— Fonte —
Tema 1.079/STJ – Da adesão a mandado de segurança coletivo para utilização de decisão favorável face à modulação de efeitos
No dia 02/05/2024, houve a publicação do acórdão proferido no julgamento do Tema nº 1.079 dos Recursos Repetitivos, realizado pela 1ª Seção do Superior Tribunal de Justiça (STJ), no qual se fixou a tese de que a base de cálculo das contribuições destinadas ao SESI, SENAI, SESC e SENAC não está submetida ao limite de 20 salários-mínimos desde o início da vigência do Decreto-Lei 2.318/1986.
Embora o julgamento tenha sido contrário aos contribuintes, considerando haver ruptura com o anterior posicionamento favorável aos contribuintes, os efeitos da decisão judicial foram modulados, ou seja, foi conferido efeito prospectivo ao novo entendimento da Corte “tão-só com relação às empresas que ingressaram com ação judicial e/ou protocolaram pedidos administrativos até a data do início do presente julgamento, obtendo pronunciamento (judicial ou administrativo) favorável, restringindo-se a limitação da base de cálculo, porém, até a publicação do acórdão”.
Dessa forma, os litigantes que obtiveram decisão administrativa ou judicial favorável em ações ou pedidos administrativos protocolados até 25/10/2023, ficarão livres da incidência das contribuições sociais em discussão em relação aos fatos geradores ocorridos até 02/05/2024.

— Listagem de registros —
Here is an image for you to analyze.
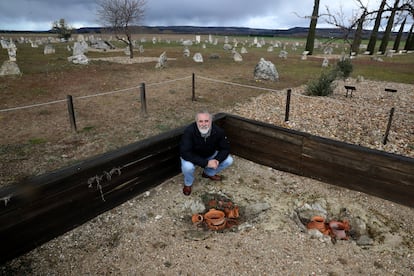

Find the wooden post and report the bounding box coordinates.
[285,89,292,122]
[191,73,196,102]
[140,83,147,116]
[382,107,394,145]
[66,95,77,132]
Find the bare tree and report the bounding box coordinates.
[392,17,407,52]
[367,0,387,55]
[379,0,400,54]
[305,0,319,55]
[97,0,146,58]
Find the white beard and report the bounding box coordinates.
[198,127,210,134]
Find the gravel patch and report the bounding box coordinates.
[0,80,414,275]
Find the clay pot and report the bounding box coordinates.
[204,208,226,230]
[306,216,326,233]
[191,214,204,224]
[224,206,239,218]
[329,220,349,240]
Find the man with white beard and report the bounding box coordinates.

— Tarefa do exercício 1 —
Enumere as entidades destinatárias das contribuições cuja base de cálculo, conforme o texto sobre o Tema 1.079, não está submetida ao limite de 20 salários-mínimos.
— Tarefa do exercício 2 —
Transcreva fielmente, do texto sobre o Tema 1.079, tudo o que vai desde “Dessa forma, os” até “ocorridos até 02/05/2024.”.

— Resposta escrita 1 —
SESI, SENAI, SESC e SENAC.

— Resposta escrita 2 —
Dessa forma, os litigantes que obtiveram decisão administrativa ou judicial favorável em ações ou pedidos administrativos protocolados até 25/10/2023, ficarão livres da incidência das contribuições sociais em discussão em relação aos fatos geradores ocorridos até 02/05/2024.